- [WHAT THE TASK REQUIRES]: Output only the span of lines that begins at the line containing "Target: grassy clearing" and ends at the last line of the data, both included, exactly as they appear.

- [SUPPLIED RECORDS]:
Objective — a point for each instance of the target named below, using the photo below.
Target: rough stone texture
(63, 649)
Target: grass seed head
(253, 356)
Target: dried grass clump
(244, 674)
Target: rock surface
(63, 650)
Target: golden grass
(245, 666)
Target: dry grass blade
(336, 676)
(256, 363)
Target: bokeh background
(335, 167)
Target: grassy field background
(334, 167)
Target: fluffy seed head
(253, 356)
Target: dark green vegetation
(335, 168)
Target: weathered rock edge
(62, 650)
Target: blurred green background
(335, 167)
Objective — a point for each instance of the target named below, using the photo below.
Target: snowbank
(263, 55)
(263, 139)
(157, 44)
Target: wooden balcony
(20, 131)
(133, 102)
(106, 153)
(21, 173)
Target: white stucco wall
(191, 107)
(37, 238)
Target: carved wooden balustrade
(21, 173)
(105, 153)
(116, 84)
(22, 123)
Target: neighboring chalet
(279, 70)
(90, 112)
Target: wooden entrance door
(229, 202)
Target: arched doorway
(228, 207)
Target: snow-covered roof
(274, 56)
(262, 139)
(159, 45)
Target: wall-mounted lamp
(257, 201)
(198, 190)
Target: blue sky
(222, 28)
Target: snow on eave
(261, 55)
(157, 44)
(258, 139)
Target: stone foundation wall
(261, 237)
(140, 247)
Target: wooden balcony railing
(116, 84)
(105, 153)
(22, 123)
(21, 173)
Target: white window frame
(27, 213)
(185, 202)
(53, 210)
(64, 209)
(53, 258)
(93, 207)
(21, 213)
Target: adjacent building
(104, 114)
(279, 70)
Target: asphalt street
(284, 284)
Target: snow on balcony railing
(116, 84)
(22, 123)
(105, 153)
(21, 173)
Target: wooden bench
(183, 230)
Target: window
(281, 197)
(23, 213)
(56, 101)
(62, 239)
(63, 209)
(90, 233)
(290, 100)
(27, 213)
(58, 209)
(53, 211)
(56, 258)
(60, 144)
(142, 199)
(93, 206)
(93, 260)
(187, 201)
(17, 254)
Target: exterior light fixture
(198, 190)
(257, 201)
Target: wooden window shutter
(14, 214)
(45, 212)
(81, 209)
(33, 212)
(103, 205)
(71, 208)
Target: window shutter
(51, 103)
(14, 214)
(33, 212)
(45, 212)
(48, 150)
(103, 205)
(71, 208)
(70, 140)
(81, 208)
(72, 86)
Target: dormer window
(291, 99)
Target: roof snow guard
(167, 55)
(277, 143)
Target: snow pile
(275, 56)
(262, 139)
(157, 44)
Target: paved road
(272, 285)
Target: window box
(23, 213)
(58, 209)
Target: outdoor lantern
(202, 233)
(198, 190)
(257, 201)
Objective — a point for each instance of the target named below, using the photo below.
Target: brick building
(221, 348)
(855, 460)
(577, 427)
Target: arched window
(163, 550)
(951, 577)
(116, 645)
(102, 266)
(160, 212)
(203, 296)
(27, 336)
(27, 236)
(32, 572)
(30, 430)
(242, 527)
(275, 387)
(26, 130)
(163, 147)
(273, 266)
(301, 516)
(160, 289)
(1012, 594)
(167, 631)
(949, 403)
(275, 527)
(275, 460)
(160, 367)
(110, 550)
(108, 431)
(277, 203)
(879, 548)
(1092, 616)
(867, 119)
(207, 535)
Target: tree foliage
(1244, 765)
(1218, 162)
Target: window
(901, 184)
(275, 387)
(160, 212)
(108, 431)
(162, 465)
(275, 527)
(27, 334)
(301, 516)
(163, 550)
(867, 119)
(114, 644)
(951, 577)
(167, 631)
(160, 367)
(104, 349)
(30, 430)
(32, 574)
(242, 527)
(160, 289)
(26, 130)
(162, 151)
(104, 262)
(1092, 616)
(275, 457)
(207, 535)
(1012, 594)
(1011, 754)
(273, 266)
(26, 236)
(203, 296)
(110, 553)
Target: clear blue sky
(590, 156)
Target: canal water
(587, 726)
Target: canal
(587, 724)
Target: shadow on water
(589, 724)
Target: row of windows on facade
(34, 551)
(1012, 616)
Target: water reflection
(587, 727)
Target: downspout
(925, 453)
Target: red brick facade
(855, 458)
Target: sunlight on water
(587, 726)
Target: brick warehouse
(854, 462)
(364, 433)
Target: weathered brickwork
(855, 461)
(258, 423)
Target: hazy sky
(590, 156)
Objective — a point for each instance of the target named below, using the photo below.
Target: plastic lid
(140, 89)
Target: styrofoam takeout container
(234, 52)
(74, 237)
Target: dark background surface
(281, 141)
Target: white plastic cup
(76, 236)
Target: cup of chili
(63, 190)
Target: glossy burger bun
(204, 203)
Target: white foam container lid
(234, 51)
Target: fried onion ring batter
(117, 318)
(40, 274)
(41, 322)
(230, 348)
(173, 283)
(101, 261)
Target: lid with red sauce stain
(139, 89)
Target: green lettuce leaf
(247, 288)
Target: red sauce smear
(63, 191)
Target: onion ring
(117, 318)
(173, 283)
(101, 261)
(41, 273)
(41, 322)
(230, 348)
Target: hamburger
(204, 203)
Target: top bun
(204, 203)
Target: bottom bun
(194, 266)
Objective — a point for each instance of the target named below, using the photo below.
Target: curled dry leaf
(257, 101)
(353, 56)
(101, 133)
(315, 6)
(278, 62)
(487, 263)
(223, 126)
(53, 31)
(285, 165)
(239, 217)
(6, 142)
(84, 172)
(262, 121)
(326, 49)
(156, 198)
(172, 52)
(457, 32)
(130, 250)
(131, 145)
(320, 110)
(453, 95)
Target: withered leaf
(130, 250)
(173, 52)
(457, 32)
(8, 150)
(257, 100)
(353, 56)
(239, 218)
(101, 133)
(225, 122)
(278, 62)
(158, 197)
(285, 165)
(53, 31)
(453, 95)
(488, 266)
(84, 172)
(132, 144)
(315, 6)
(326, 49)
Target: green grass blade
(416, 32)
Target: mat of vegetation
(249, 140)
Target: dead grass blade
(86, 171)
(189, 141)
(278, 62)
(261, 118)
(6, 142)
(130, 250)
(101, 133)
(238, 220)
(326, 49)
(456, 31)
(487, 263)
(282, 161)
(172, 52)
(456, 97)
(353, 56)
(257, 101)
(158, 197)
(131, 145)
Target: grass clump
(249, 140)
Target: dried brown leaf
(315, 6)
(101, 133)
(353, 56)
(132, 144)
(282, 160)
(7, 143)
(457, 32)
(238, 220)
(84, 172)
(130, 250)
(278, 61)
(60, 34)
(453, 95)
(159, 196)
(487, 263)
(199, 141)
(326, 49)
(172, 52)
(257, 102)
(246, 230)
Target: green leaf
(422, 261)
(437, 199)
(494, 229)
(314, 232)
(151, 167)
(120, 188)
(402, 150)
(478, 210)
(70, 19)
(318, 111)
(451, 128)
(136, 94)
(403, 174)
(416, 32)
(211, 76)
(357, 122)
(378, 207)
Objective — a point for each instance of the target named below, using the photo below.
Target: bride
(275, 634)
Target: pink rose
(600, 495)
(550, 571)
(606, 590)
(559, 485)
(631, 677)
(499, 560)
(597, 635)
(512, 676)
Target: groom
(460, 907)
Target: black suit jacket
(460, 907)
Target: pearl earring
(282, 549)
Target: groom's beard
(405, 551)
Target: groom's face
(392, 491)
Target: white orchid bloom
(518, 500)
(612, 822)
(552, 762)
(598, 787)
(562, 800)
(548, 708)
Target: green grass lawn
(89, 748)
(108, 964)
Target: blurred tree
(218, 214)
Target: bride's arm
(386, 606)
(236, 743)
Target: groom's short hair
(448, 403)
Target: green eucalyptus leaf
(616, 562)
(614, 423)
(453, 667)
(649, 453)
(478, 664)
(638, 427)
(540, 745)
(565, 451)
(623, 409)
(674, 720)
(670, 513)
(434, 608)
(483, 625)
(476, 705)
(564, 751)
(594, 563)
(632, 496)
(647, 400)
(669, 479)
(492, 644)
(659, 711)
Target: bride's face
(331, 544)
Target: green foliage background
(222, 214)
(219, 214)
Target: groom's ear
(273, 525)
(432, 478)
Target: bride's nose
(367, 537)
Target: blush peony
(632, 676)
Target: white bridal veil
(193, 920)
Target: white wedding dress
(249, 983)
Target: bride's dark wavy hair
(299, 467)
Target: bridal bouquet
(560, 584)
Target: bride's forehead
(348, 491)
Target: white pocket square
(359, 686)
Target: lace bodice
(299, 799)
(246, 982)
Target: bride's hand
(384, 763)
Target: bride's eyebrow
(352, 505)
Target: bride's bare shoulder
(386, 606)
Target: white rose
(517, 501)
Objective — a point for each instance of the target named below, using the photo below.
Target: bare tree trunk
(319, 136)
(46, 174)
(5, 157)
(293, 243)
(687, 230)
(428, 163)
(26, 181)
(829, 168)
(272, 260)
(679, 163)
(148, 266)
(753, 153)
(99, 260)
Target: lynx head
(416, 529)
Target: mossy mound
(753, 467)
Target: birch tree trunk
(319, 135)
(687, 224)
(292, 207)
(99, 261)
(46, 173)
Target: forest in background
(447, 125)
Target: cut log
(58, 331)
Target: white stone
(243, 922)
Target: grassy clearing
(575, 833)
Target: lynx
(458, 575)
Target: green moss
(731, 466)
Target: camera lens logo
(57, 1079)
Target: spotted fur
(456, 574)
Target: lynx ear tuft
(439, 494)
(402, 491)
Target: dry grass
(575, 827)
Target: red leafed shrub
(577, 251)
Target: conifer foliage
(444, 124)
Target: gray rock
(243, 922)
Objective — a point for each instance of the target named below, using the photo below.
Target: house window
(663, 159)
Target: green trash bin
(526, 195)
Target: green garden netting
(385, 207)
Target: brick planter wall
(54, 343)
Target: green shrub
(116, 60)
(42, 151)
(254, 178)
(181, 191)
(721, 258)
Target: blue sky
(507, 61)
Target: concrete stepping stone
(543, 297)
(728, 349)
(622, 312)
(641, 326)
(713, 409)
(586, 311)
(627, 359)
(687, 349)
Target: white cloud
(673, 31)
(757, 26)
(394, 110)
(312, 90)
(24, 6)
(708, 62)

- [RESPONSE TO THIS TASK]:
Target: grassy clearing
(575, 833)
Target: lynx
(458, 575)
Target: green moss
(731, 466)
Target: camera lens logo
(57, 1079)
Target: spotted fur
(456, 574)
Target: lynx ear tuft
(439, 494)
(402, 491)
Target: dry grass
(575, 827)
Target: red leafed shrub
(577, 251)
Target: conifer foliage
(444, 124)
Target: gray rock
(243, 922)
Objective — a point for each instance of the target named below, using the photo below.
Target: house window
(663, 159)
Target: green trash bin
(526, 195)
Target: green garden netting
(385, 207)
Target: brick planter wall
(54, 343)
Target: green shrub
(116, 60)
(42, 151)
(254, 178)
(181, 191)
(721, 258)
Target: blue sky
(507, 61)
Target: concrete stepping stone
(543, 297)
(728, 349)
(622, 312)
(641, 326)
(713, 409)
(586, 311)
(627, 359)
(687, 349)
Target: white cloud
(673, 31)
(757, 26)
(394, 110)
(312, 90)
(24, 6)
(708, 62)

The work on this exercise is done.